* EXERCISE GOAL *
Output the material exactly, keeping every line intact.
── DATASET EXCERPTS ──
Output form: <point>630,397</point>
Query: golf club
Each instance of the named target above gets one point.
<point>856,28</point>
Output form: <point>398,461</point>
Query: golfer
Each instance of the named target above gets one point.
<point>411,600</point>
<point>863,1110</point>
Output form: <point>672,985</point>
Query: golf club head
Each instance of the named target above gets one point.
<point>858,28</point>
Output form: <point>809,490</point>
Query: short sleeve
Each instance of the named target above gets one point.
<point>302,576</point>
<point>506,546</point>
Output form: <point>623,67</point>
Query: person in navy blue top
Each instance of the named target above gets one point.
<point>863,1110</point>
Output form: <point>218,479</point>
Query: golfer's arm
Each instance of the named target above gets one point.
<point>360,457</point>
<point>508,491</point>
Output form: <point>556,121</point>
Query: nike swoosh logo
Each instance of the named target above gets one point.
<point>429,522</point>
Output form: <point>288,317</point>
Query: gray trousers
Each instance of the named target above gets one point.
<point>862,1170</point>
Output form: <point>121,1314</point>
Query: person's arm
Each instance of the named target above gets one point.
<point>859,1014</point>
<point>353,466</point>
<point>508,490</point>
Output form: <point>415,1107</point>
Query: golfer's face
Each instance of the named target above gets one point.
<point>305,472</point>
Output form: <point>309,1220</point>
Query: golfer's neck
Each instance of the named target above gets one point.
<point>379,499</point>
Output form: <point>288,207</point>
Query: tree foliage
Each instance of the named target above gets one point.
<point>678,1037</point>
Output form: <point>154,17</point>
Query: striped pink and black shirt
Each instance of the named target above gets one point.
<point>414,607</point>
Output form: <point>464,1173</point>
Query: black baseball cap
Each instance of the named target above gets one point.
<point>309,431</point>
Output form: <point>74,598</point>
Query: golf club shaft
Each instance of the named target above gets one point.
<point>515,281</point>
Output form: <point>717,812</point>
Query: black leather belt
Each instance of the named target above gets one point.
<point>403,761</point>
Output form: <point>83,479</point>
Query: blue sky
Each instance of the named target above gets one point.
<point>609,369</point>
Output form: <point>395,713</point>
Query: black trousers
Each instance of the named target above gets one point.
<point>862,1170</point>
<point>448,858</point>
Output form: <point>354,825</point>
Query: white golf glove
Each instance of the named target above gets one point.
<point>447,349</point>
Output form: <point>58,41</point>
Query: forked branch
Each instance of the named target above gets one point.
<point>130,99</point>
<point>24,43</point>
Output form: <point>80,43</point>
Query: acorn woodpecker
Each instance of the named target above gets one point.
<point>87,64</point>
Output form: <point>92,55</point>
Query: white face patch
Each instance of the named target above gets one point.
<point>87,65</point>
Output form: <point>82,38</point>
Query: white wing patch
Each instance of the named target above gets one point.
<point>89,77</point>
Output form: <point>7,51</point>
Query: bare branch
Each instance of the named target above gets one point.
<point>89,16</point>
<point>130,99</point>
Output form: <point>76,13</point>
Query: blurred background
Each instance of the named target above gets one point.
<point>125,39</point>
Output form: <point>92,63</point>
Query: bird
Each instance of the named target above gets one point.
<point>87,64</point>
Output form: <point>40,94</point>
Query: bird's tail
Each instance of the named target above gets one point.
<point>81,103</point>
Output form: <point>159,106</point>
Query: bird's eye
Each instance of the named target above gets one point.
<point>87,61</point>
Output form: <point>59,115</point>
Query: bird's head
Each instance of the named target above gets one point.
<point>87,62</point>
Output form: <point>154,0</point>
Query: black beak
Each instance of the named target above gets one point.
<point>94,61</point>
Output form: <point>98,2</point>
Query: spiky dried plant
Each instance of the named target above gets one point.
───
* THE COMPLETED TASK *
Output form: <point>630,397</point>
Query: golf club
Each instance of the named target above gets one point.
<point>856,28</point>
Output form: <point>398,461</point>
Query: golfer
Each instance of the named target above gets one point.
<point>411,600</point>
<point>863,1110</point>
Output form: <point>672,985</point>
Query: golf club head
Each instance of the named target above gets one point.
<point>858,28</point>
Output form: <point>809,490</point>
Query: short sleeve
Each instance of the named target above gets one point.
<point>302,576</point>
<point>506,546</point>
Output form: <point>623,67</point>
Query: person in navy blue top
Each instance of the named target above gets one point.
<point>863,1110</point>
Output form: <point>218,479</point>
Query: golfer's arm
Each instance of the named target above gets one point.
<point>360,457</point>
<point>508,491</point>
Output form: <point>556,121</point>
Query: nike swoosh logo
Each instance of the named target above gets one point.
<point>429,522</point>
Output form: <point>288,317</point>
Query: gray trousers
Each instance of the named target above gets one point.
<point>862,1170</point>
Output form: <point>121,1314</point>
Query: person's arm
Each instance of the named target above gets one point.
<point>859,1014</point>
<point>353,466</point>
<point>508,490</point>
Output form: <point>415,1107</point>
Query: golfer's face
Each instance of the named target above gets one point.
<point>305,472</point>
Output form: <point>309,1220</point>
Query: golfer's neck
Each instance of the named target above gets one point.
<point>379,499</point>
Output form: <point>288,207</point>
Query: tree foliage
Each instance of the named target above gets one point.
<point>678,1037</point>
Output form: <point>154,17</point>
Query: striped pink and black shirt
Each instance of the named target above gets one point.
<point>414,607</point>
Output form: <point>464,1173</point>
Query: black baseball cap
Each instance of the named target above gets one point.
<point>309,431</point>
Output form: <point>74,598</point>
Query: golf club shaft
Each instance of the named target above gets one point.
<point>515,281</point>
Output form: <point>717,812</point>
Query: black leather belt
Each instance of the named target above gets one point.
<point>403,761</point>
Output form: <point>83,479</point>
Query: blue sky
Each instance of the named target above gets one point.
<point>609,369</point>
Output form: <point>395,713</point>
Query: black trousers
Each instance of the named target above gets one point.
<point>862,1170</point>
<point>448,858</point>
Output form: <point>354,825</point>
Query: white golf glove
Each instance of the named target above gets one point.
<point>447,349</point>
Output form: <point>58,41</point>
Query: forked branch
Each instance of the named target above gets one point.
<point>130,99</point>
<point>24,43</point>
Output form: <point>80,43</point>
Query: acorn woodpecker
Each instance of the named target above gets one point.
<point>87,64</point>
Output form: <point>92,55</point>
Query: white face patch
Each instance of the named target above gets one point.
<point>87,65</point>
Output form: <point>82,38</point>
Query: white wing patch
Each instance of the named target above gets one point.
<point>89,77</point>
Output form: <point>7,51</point>
Query: bare branch
Each instance of the named target above gets one point.
<point>89,16</point>
<point>130,99</point>
Output form: <point>76,13</point>
Query: blurred background
Each instance of the named target above gets one point.
<point>125,39</point>
Output form: <point>92,63</point>
Query: bird
Each instance of the named target above gets one point.
<point>87,64</point>
Output form: <point>40,94</point>
Query: bird's tail
Each instance of the named target above gets one point.
<point>81,103</point>
Output form: <point>159,106</point>
Query: bird's eye
Each instance of the named target above gets one point.
<point>87,61</point>
Output form: <point>59,115</point>
Query: bird's head
Each instance of the named target above gets one point.
<point>87,62</point>
Output form: <point>154,0</point>
Query: black beak
Each instance of the named target above gets one point.
<point>94,61</point>
Output form: <point>98,2</point>
Query: spiky dried plant
Each instance of the named target above gets one point.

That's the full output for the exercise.